## Okuma parçası
<<<<
28 Nisan 2010 Çarşamba

Dünyanın Bir Ucu Patagonya


Patagonya’da olmaktan ve bu vahşi doğayı tanıma şansına erişmiş olmaktan dolayı çok mutluyum. Gözlerim bayram ediyor bu doğal şölen karşısında. Bembeyaz bulut kümelerinin dans ettiği masmavi gök kubbe, rüzgarın esiş yönüne doğru şekillenmiş olan ağaç kümeleri, çitlerle çevrilmiş hiç ağaç olmayan kocaman araziler ve bu arazilerde otlayan yüzlerce büyük ve küçük baş hayvanlar, bu arazilerin ortasına kondurulmuş bacası tüten birbirinden çok ama çok uzak evler, at üzerinde botları ve şapkaları ile bu hayvanları güden insanlar, kilometrelerce süren uzun yollar, saatlerce yol alıyor olmamıza rağmen ancak birkaç aracın karşı yönden gelmesi, uzunca süre sadece boşlukta kayıyormuş izlenimi veren yanından geçtiğimiz turkuaz, cam mavisi ve gökyüzü ile birleşen göller, önce kırmızıya, sonra turuncuya, sonra da bu haliyle hayranı olduğum pembeye dönen devasal insanı yutan, içinde kaybolunan gökyüzü.
>>>>
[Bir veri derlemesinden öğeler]
<<<<
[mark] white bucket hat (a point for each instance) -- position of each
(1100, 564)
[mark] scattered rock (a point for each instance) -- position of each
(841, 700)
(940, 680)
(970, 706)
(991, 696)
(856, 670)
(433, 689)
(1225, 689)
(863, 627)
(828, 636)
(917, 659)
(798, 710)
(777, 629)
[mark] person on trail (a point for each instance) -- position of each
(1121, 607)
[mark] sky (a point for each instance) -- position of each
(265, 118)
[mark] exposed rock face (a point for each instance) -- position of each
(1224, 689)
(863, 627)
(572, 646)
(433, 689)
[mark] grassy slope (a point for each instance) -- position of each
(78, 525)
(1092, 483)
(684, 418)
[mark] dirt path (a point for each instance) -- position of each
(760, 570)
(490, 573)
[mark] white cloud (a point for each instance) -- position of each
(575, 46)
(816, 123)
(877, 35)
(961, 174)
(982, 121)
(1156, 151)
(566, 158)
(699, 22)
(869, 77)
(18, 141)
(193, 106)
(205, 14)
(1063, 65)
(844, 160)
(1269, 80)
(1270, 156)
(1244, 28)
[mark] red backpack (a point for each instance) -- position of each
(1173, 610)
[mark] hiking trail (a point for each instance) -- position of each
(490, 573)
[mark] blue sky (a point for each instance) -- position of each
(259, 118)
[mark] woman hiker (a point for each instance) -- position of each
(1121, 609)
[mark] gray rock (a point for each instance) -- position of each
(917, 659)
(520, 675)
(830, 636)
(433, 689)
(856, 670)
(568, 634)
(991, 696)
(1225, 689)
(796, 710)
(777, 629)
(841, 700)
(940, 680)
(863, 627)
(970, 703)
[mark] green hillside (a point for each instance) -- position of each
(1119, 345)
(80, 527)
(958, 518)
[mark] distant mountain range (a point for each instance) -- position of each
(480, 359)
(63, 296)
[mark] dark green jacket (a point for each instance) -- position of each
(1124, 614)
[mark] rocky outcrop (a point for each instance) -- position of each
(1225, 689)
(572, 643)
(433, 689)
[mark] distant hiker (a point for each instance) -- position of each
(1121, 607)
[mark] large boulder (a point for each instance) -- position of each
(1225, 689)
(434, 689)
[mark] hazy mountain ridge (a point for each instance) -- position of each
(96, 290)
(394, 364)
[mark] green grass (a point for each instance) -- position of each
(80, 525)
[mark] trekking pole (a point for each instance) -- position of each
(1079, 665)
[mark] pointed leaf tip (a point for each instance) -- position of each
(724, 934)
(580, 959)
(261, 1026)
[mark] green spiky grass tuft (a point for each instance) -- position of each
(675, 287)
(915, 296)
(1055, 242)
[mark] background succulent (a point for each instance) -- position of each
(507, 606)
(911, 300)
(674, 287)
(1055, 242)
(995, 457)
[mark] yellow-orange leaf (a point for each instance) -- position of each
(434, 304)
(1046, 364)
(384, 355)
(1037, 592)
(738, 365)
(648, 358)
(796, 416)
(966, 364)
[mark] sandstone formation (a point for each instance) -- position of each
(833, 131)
>>>>
Lütfen Patagonya yazısında "Patagonya’da olmaktan ve" ile başlayıp "içinde kaybolunan gökyüzü." ile biten bölümü kelimesi kelimesine yazın.

## Tamamlanmış alıştırma
Patagonya’da olmaktan ve bu vahşi doğayı tanıma şansına erişmiş olmaktan dolayı çok mutluyum. Gözlerim bayram ediyor bu doğal şölen karşısında. Bembeyaz bulut kümelerinin dans ettiği masmavi gök kubbe, rüzgarın esiş yönüne doğru şekillenmiş olan ağaç kümeleri, çitlerle çevrilmiş hiç ağaç olmayan kocaman araziler ve bu arazilerde otlayan yüzlerce büyük ve küçük baş hayvanlar, bu arazilerin ortasına kondurulmuş bacası tüten birbirinden çok ama çok uzak evler, at üzerinde botları ve şapkaları ile bu hayvanları güden insanlar, kilometrelerce süren uzun yollar, saatlerce yol alıyor olmamıza rağmen ancak birkaç aracın karşı yönden gelmesi, uzunca süre sadece boşlukta kayıyormuş izlenimi veren yanından geçtiğimiz turkuaz, cam mavisi ve gökyüzü ile birleşen göller, önce kırmızıya, sonra turuncuya, sonra da bu haliyle hayranı olduğum pembeye dönen devasal insanı yutan, içinde kaybolunan gökyüzü.